» Task instructions:
Reproduce the items below, substituting "x" for every "column" and keeping everything else the same. Leave the pictures out of your answer.

» Information given:
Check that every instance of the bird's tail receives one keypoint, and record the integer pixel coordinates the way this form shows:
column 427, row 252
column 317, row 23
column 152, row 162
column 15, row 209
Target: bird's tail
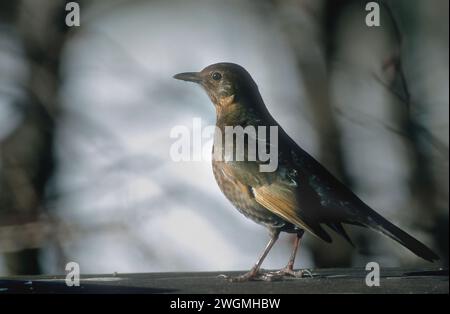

» Exercise answer:
Check that every instance of the bird's tail receives one keypoint, and record the integer pixel coordinates the way this form shows:
x 427, row 252
x 317, row 23
x 152, row 162
x 15, row 209
Target: bird's tail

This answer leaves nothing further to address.